Start of Records shown
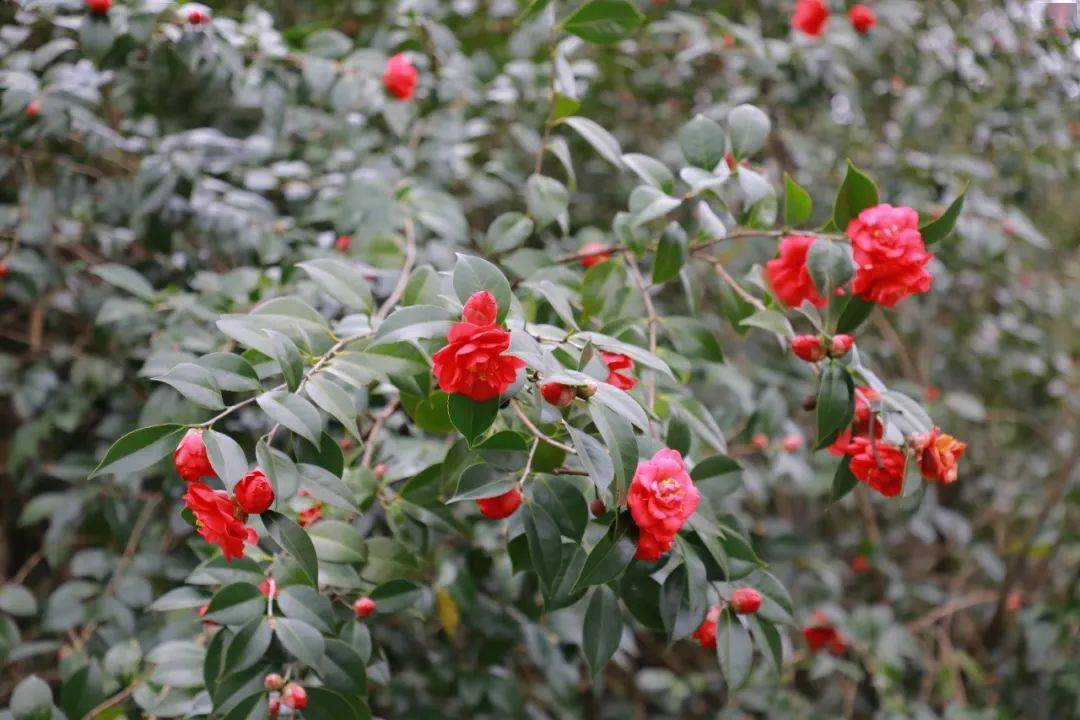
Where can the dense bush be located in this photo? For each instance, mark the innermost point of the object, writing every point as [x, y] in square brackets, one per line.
[495, 360]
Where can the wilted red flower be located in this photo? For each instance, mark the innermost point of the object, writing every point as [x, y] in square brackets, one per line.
[810, 16]
[481, 309]
[821, 634]
[661, 498]
[400, 77]
[745, 601]
[939, 456]
[500, 506]
[706, 632]
[593, 253]
[879, 464]
[190, 458]
[788, 275]
[557, 394]
[219, 519]
[889, 254]
[808, 347]
[254, 492]
[617, 362]
[862, 17]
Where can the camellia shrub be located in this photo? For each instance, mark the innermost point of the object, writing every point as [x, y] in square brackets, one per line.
[470, 358]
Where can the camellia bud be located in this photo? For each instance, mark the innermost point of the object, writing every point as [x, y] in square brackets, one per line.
[745, 601]
[586, 390]
[841, 343]
[557, 394]
[808, 348]
[363, 607]
[254, 492]
[294, 696]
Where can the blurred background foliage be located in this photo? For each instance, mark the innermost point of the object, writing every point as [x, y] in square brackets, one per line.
[212, 160]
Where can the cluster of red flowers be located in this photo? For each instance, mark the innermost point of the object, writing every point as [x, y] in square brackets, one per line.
[472, 363]
[810, 17]
[220, 517]
[888, 252]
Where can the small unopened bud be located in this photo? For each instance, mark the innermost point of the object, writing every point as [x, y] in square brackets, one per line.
[586, 390]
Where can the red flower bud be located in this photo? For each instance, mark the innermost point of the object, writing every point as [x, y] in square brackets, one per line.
[294, 696]
[363, 607]
[745, 601]
[254, 492]
[557, 394]
[808, 348]
[500, 506]
[841, 343]
[190, 458]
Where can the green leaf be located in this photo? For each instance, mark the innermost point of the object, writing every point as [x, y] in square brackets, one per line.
[301, 640]
[602, 629]
[702, 143]
[545, 546]
[235, 605]
[797, 203]
[856, 193]
[940, 228]
[602, 140]
[855, 310]
[671, 254]
[196, 383]
[604, 22]
[844, 481]
[472, 418]
[733, 650]
[829, 265]
[296, 542]
[293, 411]
[139, 449]
[608, 557]
[836, 402]
[472, 274]
[341, 281]
[750, 127]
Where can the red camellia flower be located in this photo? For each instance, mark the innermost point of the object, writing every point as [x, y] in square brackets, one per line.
[616, 363]
[939, 456]
[860, 423]
[190, 458]
[593, 253]
[879, 465]
[363, 607]
[745, 601]
[862, 17]
[472, 363]
[788, 275]
[481, 309]
[254, 492]
[889, 254]
[808, 347]
[294, 696]
[219, 519]
[810, 16]
[557, 394]
[661, 498]
[400, 77]
[706, 632]
[822, 634]
[500, 506]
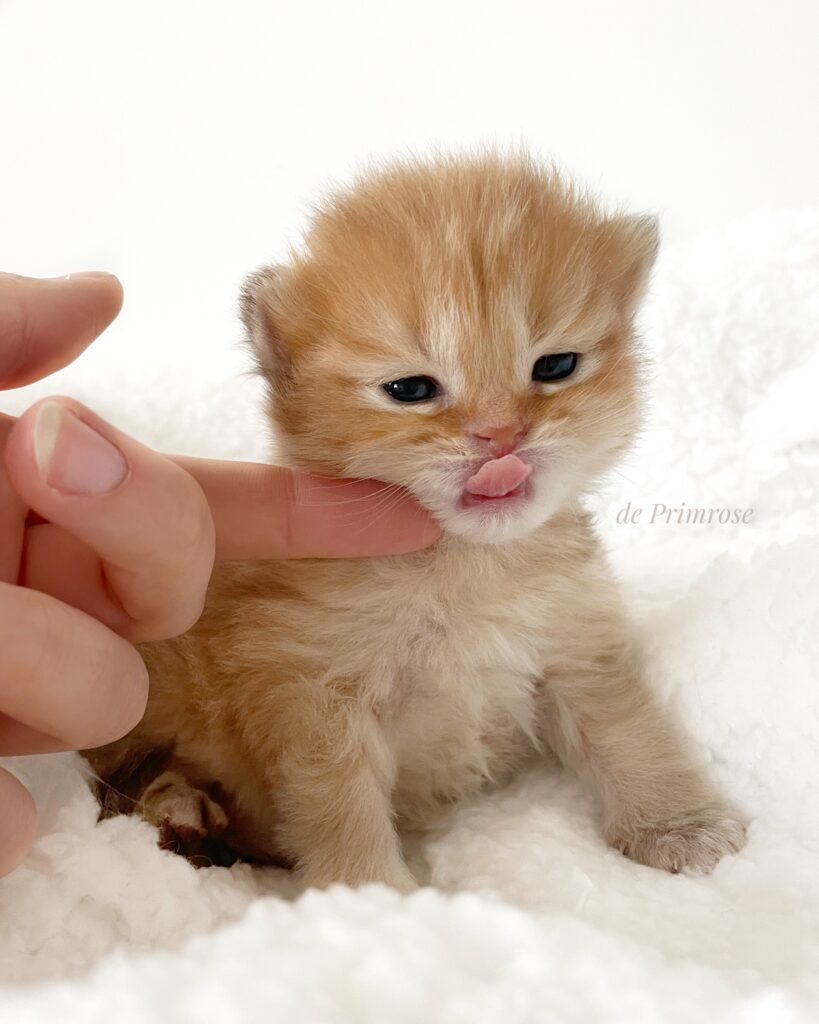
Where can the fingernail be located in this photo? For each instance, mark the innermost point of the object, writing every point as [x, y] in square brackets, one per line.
[94, 274]
[72, 458]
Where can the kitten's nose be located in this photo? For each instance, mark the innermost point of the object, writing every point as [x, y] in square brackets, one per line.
[501, 440]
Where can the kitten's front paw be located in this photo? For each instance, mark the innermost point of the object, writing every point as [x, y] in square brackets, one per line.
[697, 841]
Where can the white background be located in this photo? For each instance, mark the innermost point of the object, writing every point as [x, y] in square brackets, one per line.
[179, 143]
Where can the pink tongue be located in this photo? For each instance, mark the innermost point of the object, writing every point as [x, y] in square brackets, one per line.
[498, 476]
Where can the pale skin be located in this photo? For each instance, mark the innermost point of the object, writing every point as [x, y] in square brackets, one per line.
[104, 543]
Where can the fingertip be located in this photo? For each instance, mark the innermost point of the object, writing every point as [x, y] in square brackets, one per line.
[17, 821]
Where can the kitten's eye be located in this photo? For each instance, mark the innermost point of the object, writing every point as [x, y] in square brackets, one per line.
[412, 389]
[555, 368]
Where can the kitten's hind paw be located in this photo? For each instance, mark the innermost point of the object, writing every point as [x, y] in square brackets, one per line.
[696, 842]
[190, 822]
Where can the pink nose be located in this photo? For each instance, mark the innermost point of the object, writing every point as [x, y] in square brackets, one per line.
[501, 440]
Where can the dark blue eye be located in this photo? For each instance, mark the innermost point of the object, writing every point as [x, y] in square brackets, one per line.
[412, 389]
[555, 368]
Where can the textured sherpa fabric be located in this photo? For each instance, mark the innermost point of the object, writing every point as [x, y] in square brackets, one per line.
[529, 916]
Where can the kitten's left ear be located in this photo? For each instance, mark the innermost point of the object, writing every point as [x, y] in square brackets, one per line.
[260, 306]
[629, 246]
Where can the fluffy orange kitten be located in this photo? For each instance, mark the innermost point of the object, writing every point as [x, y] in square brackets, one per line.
[462, 329]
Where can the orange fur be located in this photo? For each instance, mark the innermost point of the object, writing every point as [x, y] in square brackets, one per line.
[331, 700]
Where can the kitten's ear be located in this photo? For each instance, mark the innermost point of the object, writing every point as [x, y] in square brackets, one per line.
[260, 307]
[629, 246]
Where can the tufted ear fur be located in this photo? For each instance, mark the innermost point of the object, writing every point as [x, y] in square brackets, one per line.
[260, 302]
[629, 247]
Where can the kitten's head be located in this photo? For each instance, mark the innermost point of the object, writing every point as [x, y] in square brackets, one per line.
[463, 329]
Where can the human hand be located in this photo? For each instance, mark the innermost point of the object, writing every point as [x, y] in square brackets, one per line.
[104, 543]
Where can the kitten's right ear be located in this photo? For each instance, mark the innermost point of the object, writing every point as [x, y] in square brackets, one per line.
[260, 305]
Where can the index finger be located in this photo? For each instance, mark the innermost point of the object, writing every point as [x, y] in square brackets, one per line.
[264, 511]
[46, 323]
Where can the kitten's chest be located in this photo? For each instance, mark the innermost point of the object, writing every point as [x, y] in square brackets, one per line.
[462, 702]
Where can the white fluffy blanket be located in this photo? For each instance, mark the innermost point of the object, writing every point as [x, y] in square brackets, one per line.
[529, 916]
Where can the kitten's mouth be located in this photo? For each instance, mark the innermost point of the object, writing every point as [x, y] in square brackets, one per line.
[498, 482]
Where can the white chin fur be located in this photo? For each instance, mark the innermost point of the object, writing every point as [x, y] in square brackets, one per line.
[502, 524]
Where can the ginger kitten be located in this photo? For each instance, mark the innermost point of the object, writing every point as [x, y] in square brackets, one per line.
[462, 329]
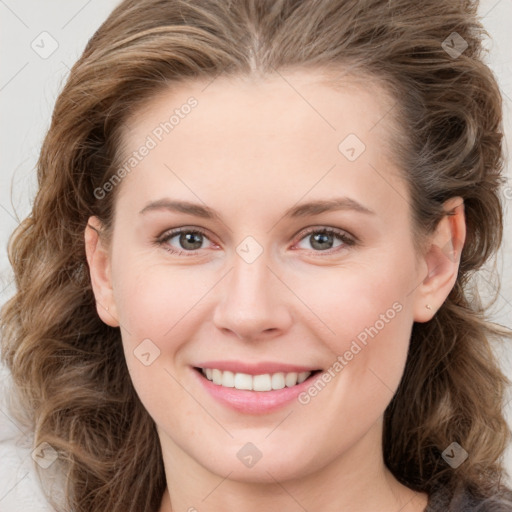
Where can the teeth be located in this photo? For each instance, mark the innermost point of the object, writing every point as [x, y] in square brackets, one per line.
[264, 382]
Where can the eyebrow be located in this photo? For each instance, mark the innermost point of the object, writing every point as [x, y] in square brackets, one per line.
[302, 210]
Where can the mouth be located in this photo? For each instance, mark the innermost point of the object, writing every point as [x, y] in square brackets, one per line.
[264, 382]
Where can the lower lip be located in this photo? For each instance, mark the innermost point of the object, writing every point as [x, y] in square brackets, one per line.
[254, 402]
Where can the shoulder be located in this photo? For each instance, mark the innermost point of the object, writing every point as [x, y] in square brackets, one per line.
[463, 500]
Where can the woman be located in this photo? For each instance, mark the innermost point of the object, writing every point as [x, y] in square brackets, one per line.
[245, 283]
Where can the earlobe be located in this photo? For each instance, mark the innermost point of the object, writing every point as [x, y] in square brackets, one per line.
[442, 259]
[98, 260]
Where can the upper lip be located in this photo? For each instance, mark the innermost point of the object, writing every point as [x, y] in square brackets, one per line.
[255, 368]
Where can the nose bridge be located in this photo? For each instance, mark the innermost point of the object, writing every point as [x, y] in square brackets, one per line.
[251, 302]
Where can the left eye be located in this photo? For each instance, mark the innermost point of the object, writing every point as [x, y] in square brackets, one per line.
[190, 240]
[323, 239]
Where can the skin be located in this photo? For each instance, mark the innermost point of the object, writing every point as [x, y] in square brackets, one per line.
[251, 149]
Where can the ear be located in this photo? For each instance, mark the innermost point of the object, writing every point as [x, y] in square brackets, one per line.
[442, 259]
[98, 259]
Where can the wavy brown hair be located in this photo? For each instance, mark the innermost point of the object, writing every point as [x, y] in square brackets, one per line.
[68, 367]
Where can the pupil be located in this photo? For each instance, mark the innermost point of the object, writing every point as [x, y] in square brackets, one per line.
[321, 238]
[188, 238]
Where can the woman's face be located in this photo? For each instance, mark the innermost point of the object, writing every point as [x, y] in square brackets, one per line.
[254, 289]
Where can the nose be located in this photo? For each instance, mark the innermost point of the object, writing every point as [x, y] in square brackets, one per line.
[254, 302]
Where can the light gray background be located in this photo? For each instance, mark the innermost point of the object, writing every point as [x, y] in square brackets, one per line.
[29, 85]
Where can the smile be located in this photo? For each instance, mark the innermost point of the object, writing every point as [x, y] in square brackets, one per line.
[262, 382]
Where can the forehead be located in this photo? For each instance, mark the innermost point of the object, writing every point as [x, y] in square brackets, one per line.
[281, 135]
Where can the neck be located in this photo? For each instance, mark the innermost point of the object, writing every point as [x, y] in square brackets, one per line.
[357, 481]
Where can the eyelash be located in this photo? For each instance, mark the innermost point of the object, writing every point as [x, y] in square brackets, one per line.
[162, 240]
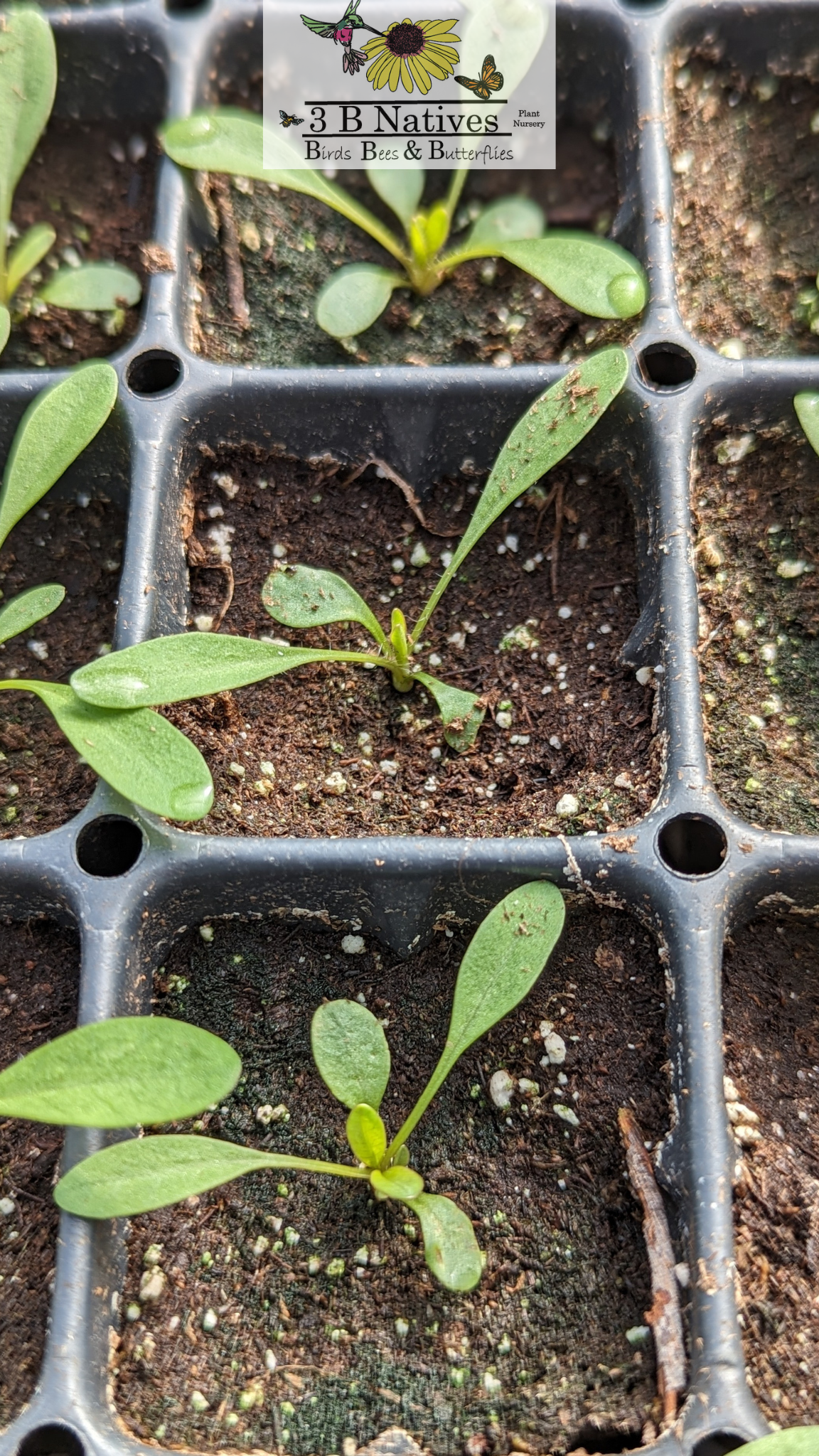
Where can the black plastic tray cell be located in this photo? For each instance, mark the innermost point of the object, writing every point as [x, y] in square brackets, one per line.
[691, 871]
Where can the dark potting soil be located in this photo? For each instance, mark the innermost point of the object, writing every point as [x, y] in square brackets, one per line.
[538, 1353]
[580, 724]
[102, 208]
[43, 782]
[487, 312]
[746, 203]
[771, 1005]
[759, 648]
[38, 1001]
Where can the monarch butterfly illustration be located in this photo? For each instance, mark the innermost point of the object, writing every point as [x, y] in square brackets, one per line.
[490, 79]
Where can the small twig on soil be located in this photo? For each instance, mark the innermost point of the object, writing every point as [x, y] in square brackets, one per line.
[663, 1317]
[233, 276]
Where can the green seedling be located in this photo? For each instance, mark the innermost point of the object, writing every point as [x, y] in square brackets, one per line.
[28, 82]
[173, 669]
[139, 753]
[591, 274]
[502, 963]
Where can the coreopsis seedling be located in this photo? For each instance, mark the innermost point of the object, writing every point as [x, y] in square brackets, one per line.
[172, 669]
[591, 274]
[502, 963]
[28, 80]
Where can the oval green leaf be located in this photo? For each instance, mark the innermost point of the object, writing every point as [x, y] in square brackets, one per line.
[139, 753]
[397, 1183]
[31, 606]
[54, 430]
[505, 222]
[580, 269]
[119, 1074]
[355, 297]
[308, 597]
[401, 190]
[350, 1051]
[366, 1135]
[451, 1247]
[94, 286]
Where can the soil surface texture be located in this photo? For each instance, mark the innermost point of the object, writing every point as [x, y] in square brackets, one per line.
[771, 1008]
[38, 1001]
[540, 1350]
[572, 719]
[758, 550]
[487, 312]
[746, 204]
[95, 186]
[76, 543]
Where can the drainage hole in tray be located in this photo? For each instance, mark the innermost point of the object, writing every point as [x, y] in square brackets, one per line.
[154, 372]
[666, 366]
[109, 846]
[51, 1440]
[692, 845]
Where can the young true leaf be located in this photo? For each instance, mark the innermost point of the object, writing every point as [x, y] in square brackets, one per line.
[449, 1241]
[139, 753]
[506, 220]
[366, 1135]
[401, 190]
[54, 430]
[308, 597]
[350, 1051]
[588, 273]
[31, 606]
[122, 1072]
[94, 286]
[397, 1183]
[151, 1172]
[168, 670]
[355, 297]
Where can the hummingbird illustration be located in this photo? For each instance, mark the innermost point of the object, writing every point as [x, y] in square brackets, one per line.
[341, 34]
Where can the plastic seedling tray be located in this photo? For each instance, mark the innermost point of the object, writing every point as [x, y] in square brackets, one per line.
[688, 869]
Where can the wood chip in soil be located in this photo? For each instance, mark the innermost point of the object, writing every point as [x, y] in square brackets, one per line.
[759, 650]
[566, 1264]
[102, 208]
[746, 203]
[488, 312]
[771, 1011]
[38, 1001]
[43, 783]
[273, 746]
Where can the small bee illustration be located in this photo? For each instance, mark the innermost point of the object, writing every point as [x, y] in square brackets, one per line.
[490, 79]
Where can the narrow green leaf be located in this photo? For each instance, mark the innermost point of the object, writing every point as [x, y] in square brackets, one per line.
[461, 712]
[94, 286]
[139, 753]
[806, 408]
[152, 1172]
[122, 1072]
[308, 597]
[505, 222]
[397, 1183]
[168, 670]
[588, 273]
[26, 254]
[350, 1051]
[31, 606]
[366, 1135]
[401, 190]
[451, 1247]
[355, 297]
[54, 430]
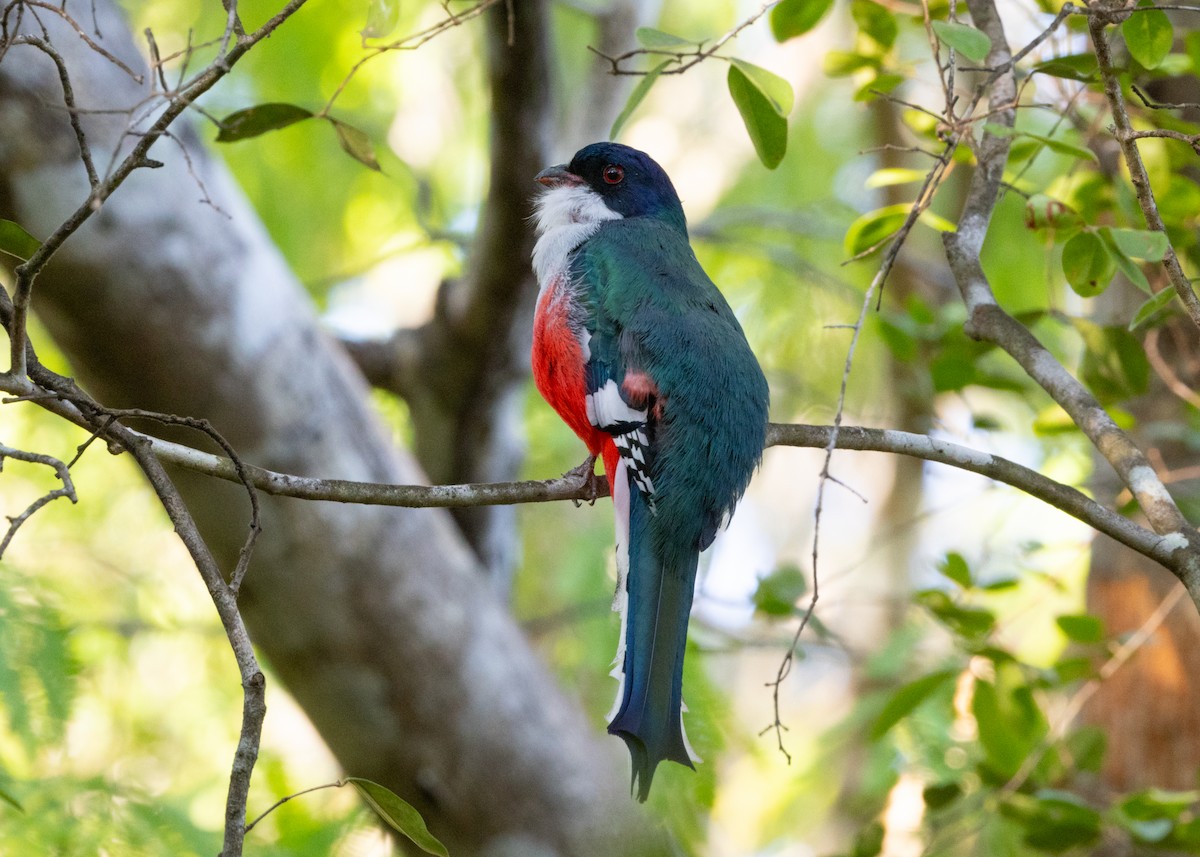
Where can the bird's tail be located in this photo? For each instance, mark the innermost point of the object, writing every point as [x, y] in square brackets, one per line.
End of Records shown
Every line from the one containing "Where can the small bee" to the final line of the records must be transcribed exactly, both ends included, with the pictures left out.

Solution:
Where can the small bee illustration be located in this photo? For each instance, mark the innermost point of the object, writing every point as [x, y] in square brackets, one per line.
[490, 79]
Where can the narrow green leaf be located in this photo? For each instance, mark the innermost point of the object, writing every point as [x, y] in square brackets, one per line.
[461, 712]
[94, 286]
[139, 753]
[806, 408]
[152, 1172]
[122, 1072]
[308, 597]
[505, 222]
[397, 1183]
[168, 670]
[588, 273]
[26, 254]
[350, 1051]
[31, 606]
[366, 1135]
[401, 190]
[451, 1247]
[355, 297]
[54, 430]
Where can the bird's tail be located in this photo? For each instance, mark the innermost point of the object, writing every point as [x, y] in square brackets, one per line.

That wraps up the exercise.